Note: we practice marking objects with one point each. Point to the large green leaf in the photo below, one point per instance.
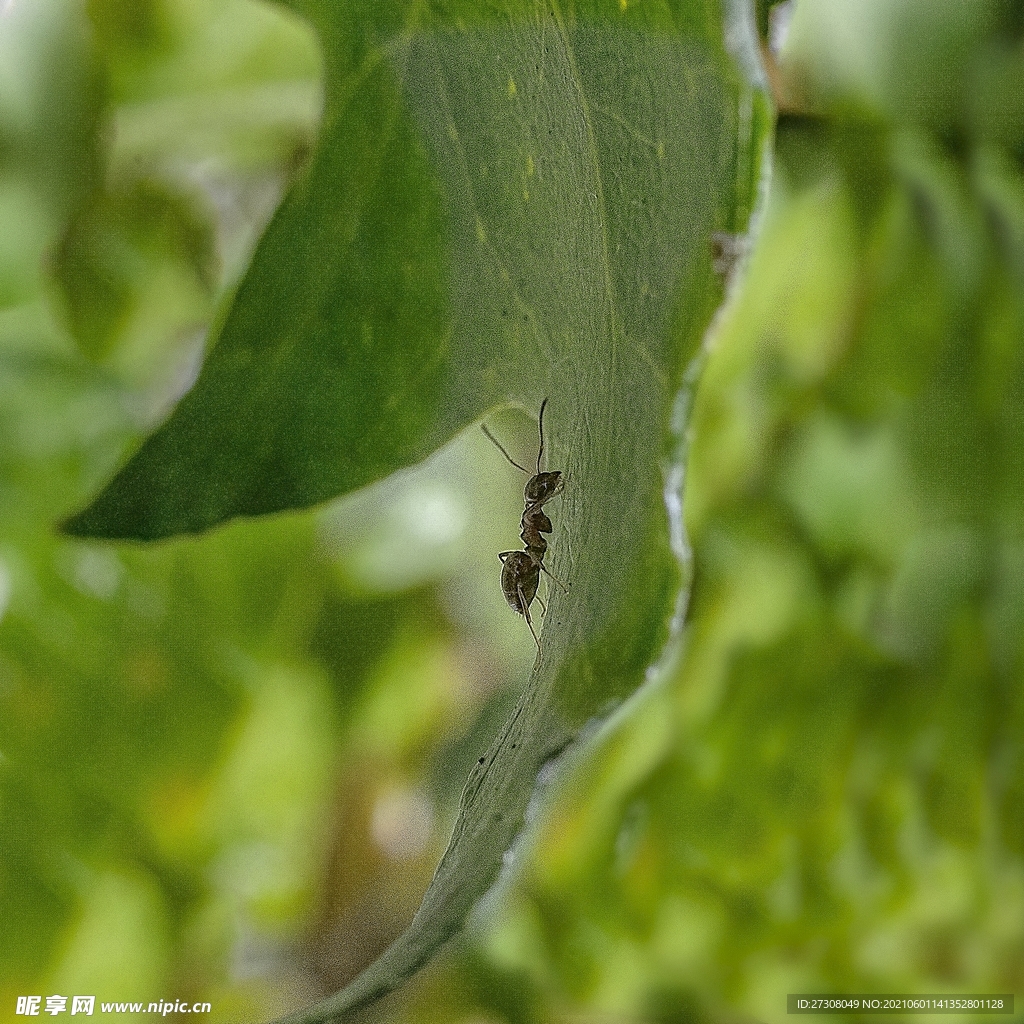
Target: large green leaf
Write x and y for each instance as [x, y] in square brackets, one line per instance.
[505, 204]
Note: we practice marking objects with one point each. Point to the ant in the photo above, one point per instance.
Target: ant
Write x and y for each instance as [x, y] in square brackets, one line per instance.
[521, 569]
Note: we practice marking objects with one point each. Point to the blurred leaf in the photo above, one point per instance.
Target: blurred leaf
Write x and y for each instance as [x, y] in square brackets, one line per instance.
[824, 795]
[500, 208]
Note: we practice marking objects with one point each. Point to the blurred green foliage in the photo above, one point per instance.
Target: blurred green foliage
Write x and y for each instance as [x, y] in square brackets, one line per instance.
[219, 755]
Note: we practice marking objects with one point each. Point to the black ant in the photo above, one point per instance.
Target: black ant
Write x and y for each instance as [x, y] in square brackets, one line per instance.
[521, 569]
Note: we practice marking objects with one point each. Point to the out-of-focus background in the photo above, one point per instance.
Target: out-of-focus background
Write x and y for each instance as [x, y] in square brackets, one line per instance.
[229, 764]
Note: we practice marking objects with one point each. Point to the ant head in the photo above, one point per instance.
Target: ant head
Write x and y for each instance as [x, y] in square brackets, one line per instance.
[543, 487]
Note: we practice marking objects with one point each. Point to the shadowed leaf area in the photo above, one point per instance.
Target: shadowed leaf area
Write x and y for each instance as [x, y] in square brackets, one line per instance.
[502, 207]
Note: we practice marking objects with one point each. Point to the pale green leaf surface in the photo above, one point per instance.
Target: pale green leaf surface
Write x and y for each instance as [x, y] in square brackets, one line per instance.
[504, 205]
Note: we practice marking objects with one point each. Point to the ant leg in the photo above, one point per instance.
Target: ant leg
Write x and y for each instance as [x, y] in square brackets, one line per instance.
[553, 577]
[525, 612]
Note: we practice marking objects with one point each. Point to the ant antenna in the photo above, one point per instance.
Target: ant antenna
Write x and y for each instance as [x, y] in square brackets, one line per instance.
[498, 444]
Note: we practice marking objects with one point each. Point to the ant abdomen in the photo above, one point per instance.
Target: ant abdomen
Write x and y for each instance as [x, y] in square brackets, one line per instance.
[520, 578]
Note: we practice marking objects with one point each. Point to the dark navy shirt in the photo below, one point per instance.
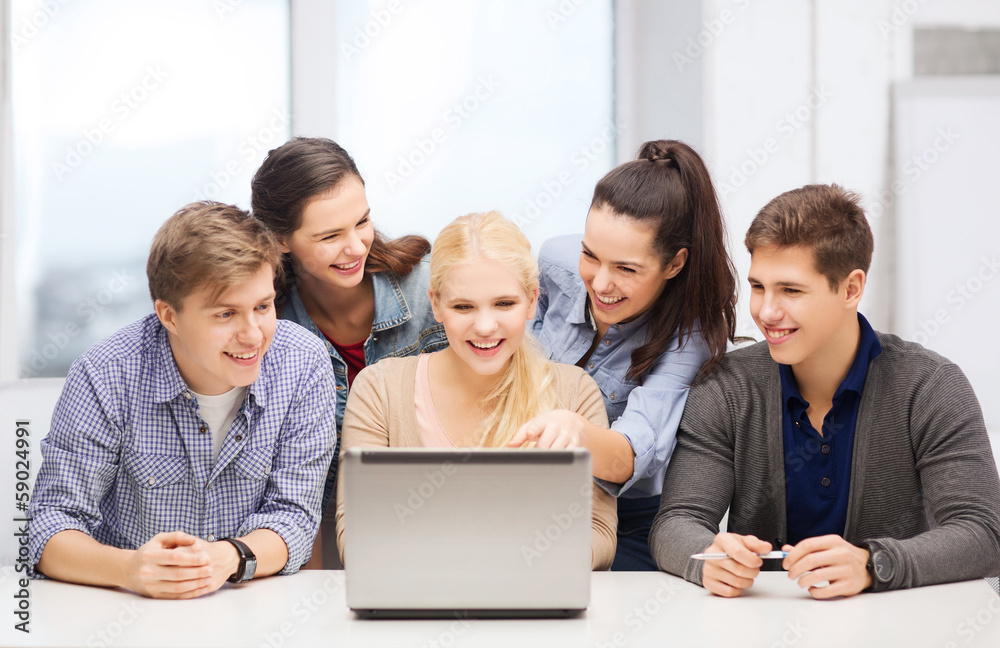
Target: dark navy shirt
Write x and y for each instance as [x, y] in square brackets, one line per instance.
[818, 468]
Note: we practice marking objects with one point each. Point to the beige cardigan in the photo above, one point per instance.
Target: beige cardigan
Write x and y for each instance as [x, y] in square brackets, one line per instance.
[380, 413]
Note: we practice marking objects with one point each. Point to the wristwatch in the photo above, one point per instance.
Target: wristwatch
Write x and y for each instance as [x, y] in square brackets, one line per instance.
[248, 561]
[881, 566]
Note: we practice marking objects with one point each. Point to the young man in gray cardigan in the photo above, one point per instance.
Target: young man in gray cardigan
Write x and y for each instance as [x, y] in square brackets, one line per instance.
[862, 455]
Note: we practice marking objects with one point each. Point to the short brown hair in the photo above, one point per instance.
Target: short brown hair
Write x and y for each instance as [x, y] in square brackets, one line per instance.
[207, 243]
[827, 218]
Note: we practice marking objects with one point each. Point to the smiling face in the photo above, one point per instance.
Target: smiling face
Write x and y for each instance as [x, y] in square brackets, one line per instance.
[331, 246]
[218, 343]
[483, 307]
[620, 268]
[804, 321]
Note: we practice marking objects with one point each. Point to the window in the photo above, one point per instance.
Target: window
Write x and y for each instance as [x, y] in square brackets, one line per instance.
[122, 113]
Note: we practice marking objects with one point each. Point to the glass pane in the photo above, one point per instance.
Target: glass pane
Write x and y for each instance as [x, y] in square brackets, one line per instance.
[124, 112]
[458, 106]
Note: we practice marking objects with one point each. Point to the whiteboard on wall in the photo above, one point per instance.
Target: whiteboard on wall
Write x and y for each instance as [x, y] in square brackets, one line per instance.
[946, 200]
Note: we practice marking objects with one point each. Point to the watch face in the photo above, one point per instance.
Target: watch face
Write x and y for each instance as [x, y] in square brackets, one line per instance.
[883, 566]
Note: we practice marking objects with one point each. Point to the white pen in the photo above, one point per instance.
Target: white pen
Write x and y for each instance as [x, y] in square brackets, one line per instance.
[773, 554]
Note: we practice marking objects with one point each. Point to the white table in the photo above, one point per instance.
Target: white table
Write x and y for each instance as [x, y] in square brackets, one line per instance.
[627, 609]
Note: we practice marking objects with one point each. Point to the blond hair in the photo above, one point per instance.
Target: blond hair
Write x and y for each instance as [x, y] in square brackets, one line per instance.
[207, 244]
[526, 387]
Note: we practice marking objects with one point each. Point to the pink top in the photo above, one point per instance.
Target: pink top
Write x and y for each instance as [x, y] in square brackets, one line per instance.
[432, 433]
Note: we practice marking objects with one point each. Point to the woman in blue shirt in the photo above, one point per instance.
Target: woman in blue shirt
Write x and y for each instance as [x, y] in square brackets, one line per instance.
[364, 296]
[645, 303]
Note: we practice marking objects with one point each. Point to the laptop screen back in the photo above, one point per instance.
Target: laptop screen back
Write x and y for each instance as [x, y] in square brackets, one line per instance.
[482, 529]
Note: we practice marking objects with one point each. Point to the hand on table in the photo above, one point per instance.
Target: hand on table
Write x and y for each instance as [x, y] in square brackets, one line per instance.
[730, 576]
[829, 559]
[178, 565]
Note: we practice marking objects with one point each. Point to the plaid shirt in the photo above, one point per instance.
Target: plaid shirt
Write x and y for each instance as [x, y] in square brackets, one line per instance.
[128, 457]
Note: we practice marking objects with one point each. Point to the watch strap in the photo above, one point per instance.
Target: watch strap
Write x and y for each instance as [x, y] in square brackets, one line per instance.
[248, 561]
[881, 566]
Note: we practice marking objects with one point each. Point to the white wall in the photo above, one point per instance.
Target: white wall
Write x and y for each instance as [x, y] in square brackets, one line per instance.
[797, 93]
[8, 350]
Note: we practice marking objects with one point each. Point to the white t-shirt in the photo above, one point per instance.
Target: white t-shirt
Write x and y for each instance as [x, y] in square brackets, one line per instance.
[219, 412]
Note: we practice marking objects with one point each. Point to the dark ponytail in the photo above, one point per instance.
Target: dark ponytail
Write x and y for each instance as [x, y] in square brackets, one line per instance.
[669, 189]
[305, 168]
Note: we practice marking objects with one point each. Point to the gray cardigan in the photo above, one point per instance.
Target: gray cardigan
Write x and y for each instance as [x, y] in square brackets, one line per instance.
[924, 484]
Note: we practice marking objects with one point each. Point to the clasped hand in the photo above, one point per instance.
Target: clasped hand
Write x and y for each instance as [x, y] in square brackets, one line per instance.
[178, 565]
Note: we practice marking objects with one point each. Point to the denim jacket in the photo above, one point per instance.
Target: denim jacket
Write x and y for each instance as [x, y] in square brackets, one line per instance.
[646, 414]
[404, 325]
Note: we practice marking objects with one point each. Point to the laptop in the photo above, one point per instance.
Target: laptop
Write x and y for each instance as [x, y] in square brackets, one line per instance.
[467, 532]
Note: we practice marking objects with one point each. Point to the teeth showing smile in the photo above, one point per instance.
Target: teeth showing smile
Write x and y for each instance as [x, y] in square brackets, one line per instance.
[608, 300]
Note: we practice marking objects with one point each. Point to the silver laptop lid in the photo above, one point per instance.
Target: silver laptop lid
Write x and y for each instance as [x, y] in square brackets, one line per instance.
[469, 529]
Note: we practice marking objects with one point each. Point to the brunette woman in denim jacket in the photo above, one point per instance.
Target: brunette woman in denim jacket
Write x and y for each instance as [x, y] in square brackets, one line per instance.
[644, 303]
[363, 295]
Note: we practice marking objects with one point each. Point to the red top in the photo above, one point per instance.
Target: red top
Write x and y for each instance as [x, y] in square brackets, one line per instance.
[353, 355]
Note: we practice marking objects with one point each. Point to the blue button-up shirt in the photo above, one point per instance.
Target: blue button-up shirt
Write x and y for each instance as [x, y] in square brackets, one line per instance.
[818, 467]
[647, 415]
[127, 458]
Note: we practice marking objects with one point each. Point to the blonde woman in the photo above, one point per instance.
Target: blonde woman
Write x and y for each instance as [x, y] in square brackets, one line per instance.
[491, 379]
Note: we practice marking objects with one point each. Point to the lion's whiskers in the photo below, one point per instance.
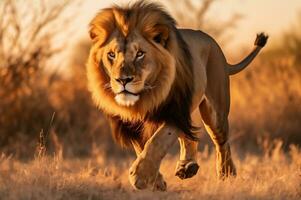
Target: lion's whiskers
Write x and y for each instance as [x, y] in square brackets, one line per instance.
[149, 87]
[107, 86]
======
__Task statement__
Rewrite everything from the line containing "to the teeth" down to the last line, requests included, multiplying each point coordinate in the answers by 0.9 and rounding to whole numbers, halves up. Leave the requests' own numbers unchanged, and leave the pictures out.

__Result of this task__
Note: we practice marking objects with one point each. Point to the teeth showing smile in the photo above, one point per instance.
Target: teeth showing smile
Write x and y for each instance as [x, y] in square brackets, one line per instance.
[547, 270]
Note: we practice marking objects with one point each. Point to the silver laptop lid in the photo above, one point per instance.
Target: silver laptop lid
Write x and y for each instance as [x, y] in square brackets, one line per instance.
[422, 476]
Note: we practice marking objects with one point each. Point to the brunette woman in denim jacket in the photo above, one point per instance.
Target: brunette woman in denim jacket
Write x and y for each instance as [x, y] in square brackets, one line per instance.
[580, 273]
[327, 266]
Note: we practice marking objects with one point each. Point to the red top in the photo above, one point per instance.
Target: red top
Write x and y for each instance as [x, y] in square brackets, one line per instance.
[318, 320]
Note: we practice marking objects with one point each. Point to the blue button-up shirt in the photo above, one point per instance.
Target: blue button-up shirt
Write x and y for each instance as [x, y] in square brackets, one line per instance.
[736, 420]
[582, 374]
[114, 412]
Note: we practice marking objects with one point each. Point to the blonde woman in the photo above, one point per instance.
Target: blonde woman
Write x and y for each instance as [x, y] in square brackets, one line per instance.
[442, 341]
Note: we practice marking objects with one point each. Point to the lion's whiskers in the photo below, one point per instance.
Target: lion's whiskers
Write x and y for each instance as [x, y] in square brackets, one line per instance.
[134, 78]
[96, 77]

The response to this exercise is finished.